--- begin ---
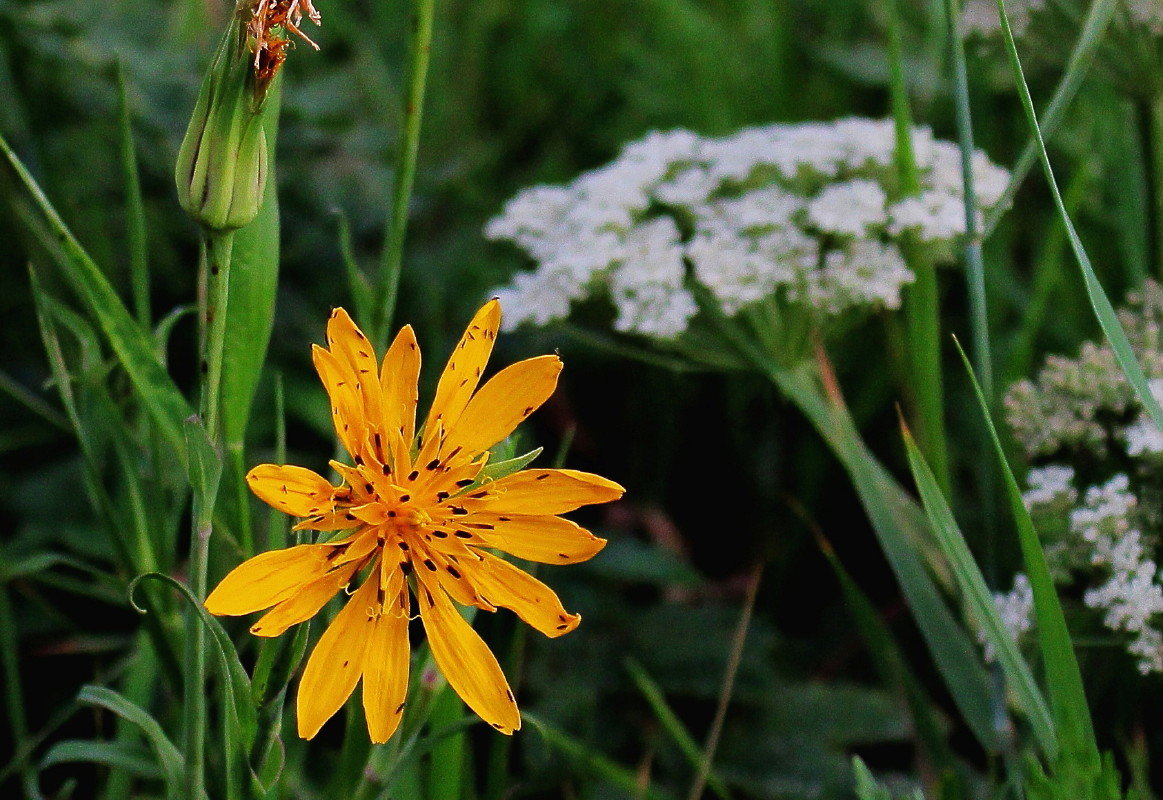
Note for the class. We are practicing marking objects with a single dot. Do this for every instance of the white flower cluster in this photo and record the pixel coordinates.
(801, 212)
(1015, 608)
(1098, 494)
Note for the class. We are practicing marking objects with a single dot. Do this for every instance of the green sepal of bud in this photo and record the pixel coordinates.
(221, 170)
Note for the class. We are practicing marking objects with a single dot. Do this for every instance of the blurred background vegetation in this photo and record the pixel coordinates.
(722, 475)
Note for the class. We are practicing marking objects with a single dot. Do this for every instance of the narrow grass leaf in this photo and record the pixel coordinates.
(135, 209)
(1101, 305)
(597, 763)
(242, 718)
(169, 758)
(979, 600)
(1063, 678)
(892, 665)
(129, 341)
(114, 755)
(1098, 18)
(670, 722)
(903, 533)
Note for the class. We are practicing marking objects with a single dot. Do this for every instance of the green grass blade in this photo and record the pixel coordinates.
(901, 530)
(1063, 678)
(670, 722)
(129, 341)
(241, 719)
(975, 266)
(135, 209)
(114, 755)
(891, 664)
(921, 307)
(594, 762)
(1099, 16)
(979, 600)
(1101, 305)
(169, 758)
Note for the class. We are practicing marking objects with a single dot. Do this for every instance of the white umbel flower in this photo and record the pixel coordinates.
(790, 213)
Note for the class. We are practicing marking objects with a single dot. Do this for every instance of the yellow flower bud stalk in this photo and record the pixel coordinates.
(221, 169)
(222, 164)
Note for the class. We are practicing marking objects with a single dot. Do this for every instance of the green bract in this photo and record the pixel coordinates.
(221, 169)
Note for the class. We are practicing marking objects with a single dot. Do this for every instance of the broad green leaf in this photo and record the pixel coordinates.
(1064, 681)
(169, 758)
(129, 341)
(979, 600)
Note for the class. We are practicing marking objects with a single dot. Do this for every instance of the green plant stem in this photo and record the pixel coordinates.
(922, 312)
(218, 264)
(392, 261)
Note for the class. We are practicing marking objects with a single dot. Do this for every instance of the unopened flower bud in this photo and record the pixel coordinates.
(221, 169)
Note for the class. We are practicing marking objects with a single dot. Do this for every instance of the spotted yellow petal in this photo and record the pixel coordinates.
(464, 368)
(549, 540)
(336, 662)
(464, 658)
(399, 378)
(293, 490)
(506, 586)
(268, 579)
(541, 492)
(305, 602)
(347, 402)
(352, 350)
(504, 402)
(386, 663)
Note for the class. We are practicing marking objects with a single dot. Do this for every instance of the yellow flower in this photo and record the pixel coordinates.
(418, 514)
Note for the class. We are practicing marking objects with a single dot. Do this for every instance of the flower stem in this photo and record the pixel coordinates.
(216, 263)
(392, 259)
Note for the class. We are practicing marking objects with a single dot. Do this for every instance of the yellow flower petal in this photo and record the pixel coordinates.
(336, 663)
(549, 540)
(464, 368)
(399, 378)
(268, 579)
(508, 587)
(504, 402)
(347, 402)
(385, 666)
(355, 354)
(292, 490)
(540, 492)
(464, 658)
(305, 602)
--- end ---
--- begin ---
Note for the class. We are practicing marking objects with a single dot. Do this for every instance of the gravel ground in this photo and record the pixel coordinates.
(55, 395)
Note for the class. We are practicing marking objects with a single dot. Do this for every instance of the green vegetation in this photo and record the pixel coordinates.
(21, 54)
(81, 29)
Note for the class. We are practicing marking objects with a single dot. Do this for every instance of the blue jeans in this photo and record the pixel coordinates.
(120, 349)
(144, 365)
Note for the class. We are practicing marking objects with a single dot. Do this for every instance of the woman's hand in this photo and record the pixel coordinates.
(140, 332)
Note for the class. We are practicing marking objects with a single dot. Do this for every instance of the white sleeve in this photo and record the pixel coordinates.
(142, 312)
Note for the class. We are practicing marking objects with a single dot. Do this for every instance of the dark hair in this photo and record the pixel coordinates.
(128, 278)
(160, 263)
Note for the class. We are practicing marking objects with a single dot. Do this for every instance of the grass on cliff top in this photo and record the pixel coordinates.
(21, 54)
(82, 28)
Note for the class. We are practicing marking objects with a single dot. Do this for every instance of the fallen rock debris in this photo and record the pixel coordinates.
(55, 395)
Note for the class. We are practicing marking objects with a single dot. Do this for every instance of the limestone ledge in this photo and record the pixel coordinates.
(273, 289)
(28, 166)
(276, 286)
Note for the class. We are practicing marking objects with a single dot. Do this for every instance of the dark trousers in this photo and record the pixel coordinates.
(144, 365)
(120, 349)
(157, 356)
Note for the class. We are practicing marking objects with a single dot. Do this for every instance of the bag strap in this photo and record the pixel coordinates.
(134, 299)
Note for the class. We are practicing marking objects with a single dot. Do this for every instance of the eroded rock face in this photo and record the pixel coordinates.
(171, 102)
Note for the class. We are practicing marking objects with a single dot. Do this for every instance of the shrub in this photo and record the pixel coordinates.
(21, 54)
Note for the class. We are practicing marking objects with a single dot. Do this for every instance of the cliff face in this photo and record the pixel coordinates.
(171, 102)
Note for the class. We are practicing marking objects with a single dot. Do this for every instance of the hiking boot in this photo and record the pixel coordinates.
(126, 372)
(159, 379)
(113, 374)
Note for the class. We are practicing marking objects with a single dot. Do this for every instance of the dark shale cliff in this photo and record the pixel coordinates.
--- end ---
--- begin ---
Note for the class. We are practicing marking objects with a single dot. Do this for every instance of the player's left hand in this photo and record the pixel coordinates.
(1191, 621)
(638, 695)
--- end ---
— TO DO —
Format the items from the line containing "the white flower" through the line containing "(1098, 494)", including both lines, as a two-column CSV with the headers item and marked_points. Give one row per item, with its text under item and its answer under marked_points, and put each field in quotation marks with any line breaks replaced by spaces.

— ANSWER TO THIS TASK —
item,marked_points
"Note for the class. We are practicing marking objects with a single dot. Do this for every instance of the white flower cluster in this photo and record the pixel coordinates.","(801, 212) (1015, 608) (1098, 494)"